**Aim**
Edit the entries from the line with "Locate the woman's long" to the line with "x=147, y=172": rewrite those lines with "striped tank top" changed to "striped vest" and everything else left as it is.

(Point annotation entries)

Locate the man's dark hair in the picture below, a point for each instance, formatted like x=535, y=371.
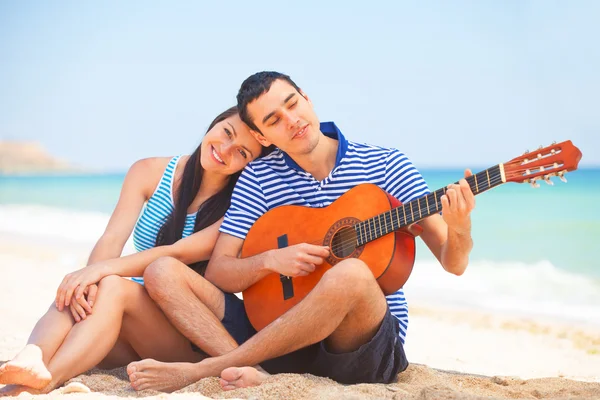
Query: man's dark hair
x=255, y=86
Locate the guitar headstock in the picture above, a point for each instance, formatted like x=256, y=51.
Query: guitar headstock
x=554, y=160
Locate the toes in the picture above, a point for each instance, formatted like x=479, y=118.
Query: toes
x=232, y=374
x=140, y=384
x=131, y=369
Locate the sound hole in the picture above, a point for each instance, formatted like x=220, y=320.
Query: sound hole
x=344, y=242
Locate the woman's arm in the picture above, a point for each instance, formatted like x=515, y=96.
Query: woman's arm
x=194, y=248
x=138, y=186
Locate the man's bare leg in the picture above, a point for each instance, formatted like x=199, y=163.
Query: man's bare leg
x=195, y=307
x=346, y=309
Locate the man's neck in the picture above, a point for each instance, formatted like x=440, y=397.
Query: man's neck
x=320, y=162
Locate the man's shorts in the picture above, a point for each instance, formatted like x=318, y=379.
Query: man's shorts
x=378, y=361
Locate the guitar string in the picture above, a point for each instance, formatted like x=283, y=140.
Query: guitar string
x=350, y=243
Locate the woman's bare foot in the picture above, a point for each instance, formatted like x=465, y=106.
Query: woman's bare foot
x=235, y=378
x=164, y=377
x=15, y=390
x=26, y=369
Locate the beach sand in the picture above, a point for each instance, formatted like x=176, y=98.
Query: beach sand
x=454, y=352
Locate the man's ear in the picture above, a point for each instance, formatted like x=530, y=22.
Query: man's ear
x=260, y=138
x=305, y=96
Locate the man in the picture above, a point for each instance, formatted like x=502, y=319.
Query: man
x=345, y=328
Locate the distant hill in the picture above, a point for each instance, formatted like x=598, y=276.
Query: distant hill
x=28, y=158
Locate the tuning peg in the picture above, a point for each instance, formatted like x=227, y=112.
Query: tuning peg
x=561, y=175
x=533, y=183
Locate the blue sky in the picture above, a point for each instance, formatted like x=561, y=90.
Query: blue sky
x=452, y=84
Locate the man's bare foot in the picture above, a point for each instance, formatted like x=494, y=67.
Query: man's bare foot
x=235, y=378
x=164, y=377
x=26, y=369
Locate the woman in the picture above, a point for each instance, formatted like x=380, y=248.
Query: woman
x=109, y=324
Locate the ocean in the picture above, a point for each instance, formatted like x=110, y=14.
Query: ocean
x=535, y=249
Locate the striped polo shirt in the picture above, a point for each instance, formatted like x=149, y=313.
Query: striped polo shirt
x=277, y=180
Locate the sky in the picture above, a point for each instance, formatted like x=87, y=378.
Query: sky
x=451, y=84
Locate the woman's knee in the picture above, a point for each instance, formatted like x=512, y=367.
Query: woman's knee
x=112, y=284
x=161, y=275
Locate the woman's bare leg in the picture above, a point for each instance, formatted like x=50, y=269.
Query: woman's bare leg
x=28, y=367
x=123, y=310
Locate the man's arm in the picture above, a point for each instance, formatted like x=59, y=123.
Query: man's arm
x=233, y=274
x=449, y=236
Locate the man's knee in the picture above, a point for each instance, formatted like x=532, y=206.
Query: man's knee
x=161, y=276
x=349, y=275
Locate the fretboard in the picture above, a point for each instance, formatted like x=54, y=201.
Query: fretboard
x=415, y=210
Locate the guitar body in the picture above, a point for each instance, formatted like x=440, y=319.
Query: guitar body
x=390, y=257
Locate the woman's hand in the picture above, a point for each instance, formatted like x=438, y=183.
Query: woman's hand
x=80, y=308
x=74, y=284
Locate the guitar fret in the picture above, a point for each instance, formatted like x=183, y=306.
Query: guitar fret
x=360, y=234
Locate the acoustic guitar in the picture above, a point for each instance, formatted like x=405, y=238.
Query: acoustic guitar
x=369, y=224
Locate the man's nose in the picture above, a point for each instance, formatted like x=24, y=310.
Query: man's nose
x=290, y=118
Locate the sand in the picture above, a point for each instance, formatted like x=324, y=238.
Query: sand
x=454, y=352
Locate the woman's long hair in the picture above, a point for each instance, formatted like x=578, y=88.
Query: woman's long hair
x=210, y=211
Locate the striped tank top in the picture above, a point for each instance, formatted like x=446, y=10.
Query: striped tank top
x=156, y=210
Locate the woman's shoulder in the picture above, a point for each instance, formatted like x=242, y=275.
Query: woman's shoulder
x=147, y=172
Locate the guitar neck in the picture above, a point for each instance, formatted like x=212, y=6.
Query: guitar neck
x=418, y=209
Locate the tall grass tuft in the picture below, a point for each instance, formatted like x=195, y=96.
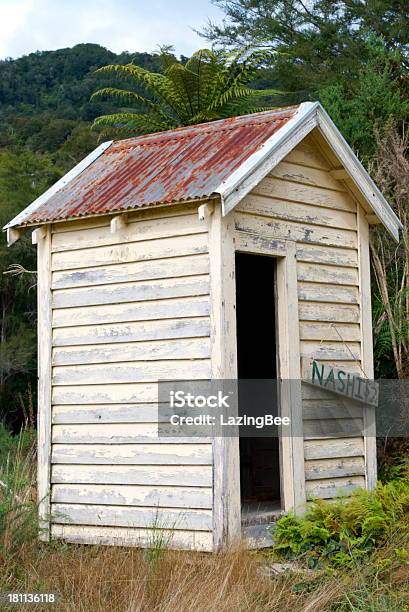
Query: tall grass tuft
x=18, y=506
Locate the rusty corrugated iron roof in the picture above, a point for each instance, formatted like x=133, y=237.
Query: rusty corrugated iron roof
x=183, y=164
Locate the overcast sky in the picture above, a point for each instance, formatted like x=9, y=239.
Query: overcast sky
x=120, y=25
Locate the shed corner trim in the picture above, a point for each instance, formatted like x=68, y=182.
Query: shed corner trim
x=269, y=154
x=310, y=115
x=62, y=182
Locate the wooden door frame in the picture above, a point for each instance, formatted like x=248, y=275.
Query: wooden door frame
x=224, y=242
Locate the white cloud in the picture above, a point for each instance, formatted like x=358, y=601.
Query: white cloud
x=31, y=25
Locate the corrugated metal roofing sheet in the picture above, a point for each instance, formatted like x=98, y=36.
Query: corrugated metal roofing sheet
x=183, y=164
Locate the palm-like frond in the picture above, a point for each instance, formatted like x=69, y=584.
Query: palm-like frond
x=209, y=86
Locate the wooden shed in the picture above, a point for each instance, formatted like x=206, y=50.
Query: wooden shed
x=139, y=248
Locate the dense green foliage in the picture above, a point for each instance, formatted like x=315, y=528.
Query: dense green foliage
x=208, y=86
x=45, y=128
x=343, y=532
x=353, y=56
x=318, y=42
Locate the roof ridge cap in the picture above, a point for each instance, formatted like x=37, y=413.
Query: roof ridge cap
x=181, y=136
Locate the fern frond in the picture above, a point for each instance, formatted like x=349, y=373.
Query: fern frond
x=143, y=124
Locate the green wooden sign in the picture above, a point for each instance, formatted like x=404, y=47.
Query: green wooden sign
x=342, y=382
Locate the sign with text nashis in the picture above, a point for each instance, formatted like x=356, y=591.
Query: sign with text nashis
x=340, y=381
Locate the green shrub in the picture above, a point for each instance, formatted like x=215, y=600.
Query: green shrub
x=341, y=532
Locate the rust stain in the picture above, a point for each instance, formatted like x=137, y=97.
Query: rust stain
x=183, y=164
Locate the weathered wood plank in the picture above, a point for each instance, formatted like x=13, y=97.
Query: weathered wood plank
x=331, y=409
x=335, y=256
x=292, y=459
x=133, y=454
x=333, y=428
x=123, y=516
x=120, y=536
x=131, y=292
x=190, y=265
x=306, y=153
x=295, y=192
x=253, y=243
x=269, y=206
x=44, y=381
x=130, y=252
x=326, y=274
x=167, y=475
x=317, y=292
x=334, y=468
x=290, y=230
x=290, y=171
x=198, y=327
x=108, y=413
x=329, y=331
x=327, y=489
x=350, y=365
x=136, y=393
x=128, y=372
x=179, y=225
x=124, y=495
x=103, y=433
x=183, y=348
x=334, y=351
x=333, y=448
x=333, y=313
x=141, y=214
x=367, y=346
x=226, y=475
x=174, y=308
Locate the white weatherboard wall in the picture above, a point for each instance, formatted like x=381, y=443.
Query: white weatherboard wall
x=128, y=309
x=301, y=201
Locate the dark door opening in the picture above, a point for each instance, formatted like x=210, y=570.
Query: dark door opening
x=256, y=359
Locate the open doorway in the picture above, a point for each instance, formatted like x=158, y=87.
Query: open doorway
x=257, y=360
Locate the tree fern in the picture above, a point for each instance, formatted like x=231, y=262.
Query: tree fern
x=208, y=86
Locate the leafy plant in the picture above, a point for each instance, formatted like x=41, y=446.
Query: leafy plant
x=208, y=86
x=342, y=532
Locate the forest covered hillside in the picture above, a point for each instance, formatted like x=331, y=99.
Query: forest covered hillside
x=45, y=96
x=45, y=129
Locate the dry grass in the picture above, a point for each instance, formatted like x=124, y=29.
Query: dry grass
x=124, y=579
x=132, y=580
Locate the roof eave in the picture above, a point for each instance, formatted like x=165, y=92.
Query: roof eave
x=310, y=115
x=62, y=182
x=270, y=153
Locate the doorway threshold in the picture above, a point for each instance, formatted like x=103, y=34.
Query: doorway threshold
x=258, y=520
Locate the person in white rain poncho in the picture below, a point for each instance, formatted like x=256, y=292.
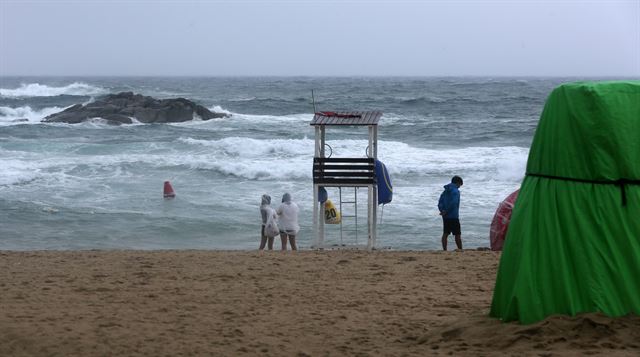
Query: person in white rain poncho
x=288, y=221
x=269, y=223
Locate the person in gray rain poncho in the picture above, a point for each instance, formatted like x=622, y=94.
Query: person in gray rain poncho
x=288, y=221
x=269, y=223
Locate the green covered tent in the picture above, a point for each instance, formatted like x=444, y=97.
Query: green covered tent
x=573, y=243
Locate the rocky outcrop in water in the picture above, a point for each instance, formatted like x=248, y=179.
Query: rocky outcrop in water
x=120, y=108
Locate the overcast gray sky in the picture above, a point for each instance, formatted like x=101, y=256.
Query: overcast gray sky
x=430, y=38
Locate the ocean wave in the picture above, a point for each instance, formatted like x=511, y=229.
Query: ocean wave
x=12, y=116
x=42, y=90
x=265, y=159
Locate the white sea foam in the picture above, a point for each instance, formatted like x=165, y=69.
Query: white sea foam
x=251, y=158
x=42, y=90
x=9, y=115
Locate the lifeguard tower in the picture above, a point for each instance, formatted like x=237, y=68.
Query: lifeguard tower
x=355, y=172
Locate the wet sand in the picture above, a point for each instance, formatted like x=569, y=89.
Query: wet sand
x=328, y=303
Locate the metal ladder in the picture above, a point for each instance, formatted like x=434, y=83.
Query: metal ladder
x=355, y=215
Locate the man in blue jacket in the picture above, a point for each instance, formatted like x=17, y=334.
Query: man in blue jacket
x=449, y=204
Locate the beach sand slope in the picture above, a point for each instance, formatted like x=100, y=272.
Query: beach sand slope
x=328, y=303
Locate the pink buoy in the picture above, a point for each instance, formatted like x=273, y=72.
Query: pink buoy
x=500, y=222
x=168, y=190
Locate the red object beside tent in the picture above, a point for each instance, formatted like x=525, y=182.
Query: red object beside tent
x=501, y=220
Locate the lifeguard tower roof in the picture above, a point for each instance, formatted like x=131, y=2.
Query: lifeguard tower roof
x=346, y=118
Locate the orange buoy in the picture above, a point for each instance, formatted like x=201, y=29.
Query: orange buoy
x=168, y=190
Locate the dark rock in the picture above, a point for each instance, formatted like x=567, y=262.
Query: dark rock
x=122, y=107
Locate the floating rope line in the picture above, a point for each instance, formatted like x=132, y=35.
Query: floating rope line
x=619, y=182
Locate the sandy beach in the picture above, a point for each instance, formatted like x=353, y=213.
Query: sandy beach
x=230, y=303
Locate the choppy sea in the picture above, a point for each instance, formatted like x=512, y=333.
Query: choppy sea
x=98, y=186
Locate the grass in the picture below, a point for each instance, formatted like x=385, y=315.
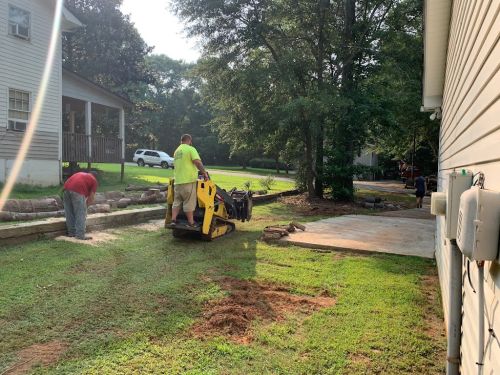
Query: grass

**Finished task**
Locate the woman's long hair in the picture above, a point for each instance, formatted like x=578, y=88.
Query: woman's long hair
x=210, y=211
Locate the striped vest in the picture above, a point for each instance, formatted like x=446, y=10.
Query: striped vest
x=156, y=210
Locate the woman's shoulder in the picture above, a point for each instance, formatted like x=242, y=275.
Query: woman's shoulder
x=147, y=172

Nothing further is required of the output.